**AIM OF THE EXERCISE:** Below is a block of records; repeat each one exactly.

(Stored data)
◇ ◇ ◇ ◇ ◇
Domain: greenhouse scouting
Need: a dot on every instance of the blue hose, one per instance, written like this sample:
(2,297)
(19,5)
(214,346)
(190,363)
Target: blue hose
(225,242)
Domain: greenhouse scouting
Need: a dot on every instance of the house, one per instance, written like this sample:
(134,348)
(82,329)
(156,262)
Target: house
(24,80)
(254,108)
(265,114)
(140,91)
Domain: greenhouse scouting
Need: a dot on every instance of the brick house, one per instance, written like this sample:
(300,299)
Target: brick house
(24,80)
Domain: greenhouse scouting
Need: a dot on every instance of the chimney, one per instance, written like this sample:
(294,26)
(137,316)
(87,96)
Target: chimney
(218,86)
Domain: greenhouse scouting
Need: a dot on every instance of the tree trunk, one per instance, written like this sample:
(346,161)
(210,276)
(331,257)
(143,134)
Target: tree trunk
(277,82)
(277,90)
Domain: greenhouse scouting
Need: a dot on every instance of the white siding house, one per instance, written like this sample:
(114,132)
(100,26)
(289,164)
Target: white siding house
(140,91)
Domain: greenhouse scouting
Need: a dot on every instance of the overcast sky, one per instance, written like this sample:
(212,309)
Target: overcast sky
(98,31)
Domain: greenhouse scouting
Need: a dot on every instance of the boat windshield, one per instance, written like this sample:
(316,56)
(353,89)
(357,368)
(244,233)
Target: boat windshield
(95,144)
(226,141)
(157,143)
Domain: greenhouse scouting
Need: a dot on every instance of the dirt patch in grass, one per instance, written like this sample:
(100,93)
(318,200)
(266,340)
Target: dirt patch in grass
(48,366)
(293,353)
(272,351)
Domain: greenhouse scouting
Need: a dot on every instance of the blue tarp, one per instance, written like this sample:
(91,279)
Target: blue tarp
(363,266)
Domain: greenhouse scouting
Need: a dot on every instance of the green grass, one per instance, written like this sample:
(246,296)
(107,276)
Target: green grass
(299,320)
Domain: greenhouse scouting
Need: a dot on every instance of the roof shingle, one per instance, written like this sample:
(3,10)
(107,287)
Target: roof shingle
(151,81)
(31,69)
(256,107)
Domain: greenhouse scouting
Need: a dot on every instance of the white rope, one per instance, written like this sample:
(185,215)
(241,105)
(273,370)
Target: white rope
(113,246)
◇ ◇ ◇ ◇ ◇
**EXERCISE OUTPUT:**
Domain: greenhouse scouting
Need: a dot on every instance of the blue hose, one per instance, written like this sample:
(2,297)
(19,5)
(214,346)
(190,363)
Target: blue hose
(225,242)
Domain: greenhouse scouting
Need: a dot on every instance of the house, one per instance, written like this sample:
(134,348)
(82,329)
(156,262)
Target: house
(24,80)
(254,108)
(265,114)
(140,91)
Domain: greenhouse scouting
Need: a dot on every instance of the brick house, one per instance, written like this sample:
(300,299)
Target: brick house
(24,80)
Domain: greenhouse scouting
Need: a dot on every instance of the chimney, one per instance, written like this sample:
(294,26)
(137,316)
(87,96)
Target: chimney
(218,86)
Domain: greenhouse scouting
Need: a dot on every instance of the tree trunk, one per instance, written like this sample:
(346,161)
(210,276)
(331,257)
(143,134)
Target: tree trunk
(277,82)
(277,90)
Domain: greenhouse scouting
Need: a dot on every instance of the white siding house, one per instance, written like this sample:
(114,132)
(100,26)
(289,164)
Target: white siding house
(140,91)
Domain: greenhouse scouting
Need: a dot on every instance of the overcast sky, one per instance, written like this sample:
(212,309)
Target: overcast sky
(98,31)
Domain: greenhouse scouting
Need: a dot on every instance of the boat windshield, one per instance, written like this sample:
(316,56)
(353,89)
(357,368)
(244,233)
Target: boat windshield
(95,144)
(226,141)
(157,143)
Domain: greenhouse scouting
Need: a dot on every instance of the dirt patch in grass, one per instance, written like this sample:
(100,93)
(318,200)
(266,340)
Target: dirt patch in grass
(48,366)
(293,353)
(272,351)
Domain: greenhouse scouting
Need: a dot on every instance of the blue tarp, one per instance, written like this sample:
(91,279)
Target: blue tarp
(363,266)
Domain: greenhouse scouting
Need: a dot on every instance of the green grass, one per instance, written like this sample:
(246,296)
(107,276)
Target: green grass
(299,320)
Domain: greenhouse scouting
Need: a dot on every instance of the roof shingle, one per instance, written like this sample:
(3,10)
(107,287)
Target: roof shingle
(151,81)
(31,69)
(256,107)
Domain: greenhouse scouting
Need: a dot on every instance of the white rope, one per instance, written like this sample:
(185,215)
(241,105)
(273,370)
Target: white rope
(113,246)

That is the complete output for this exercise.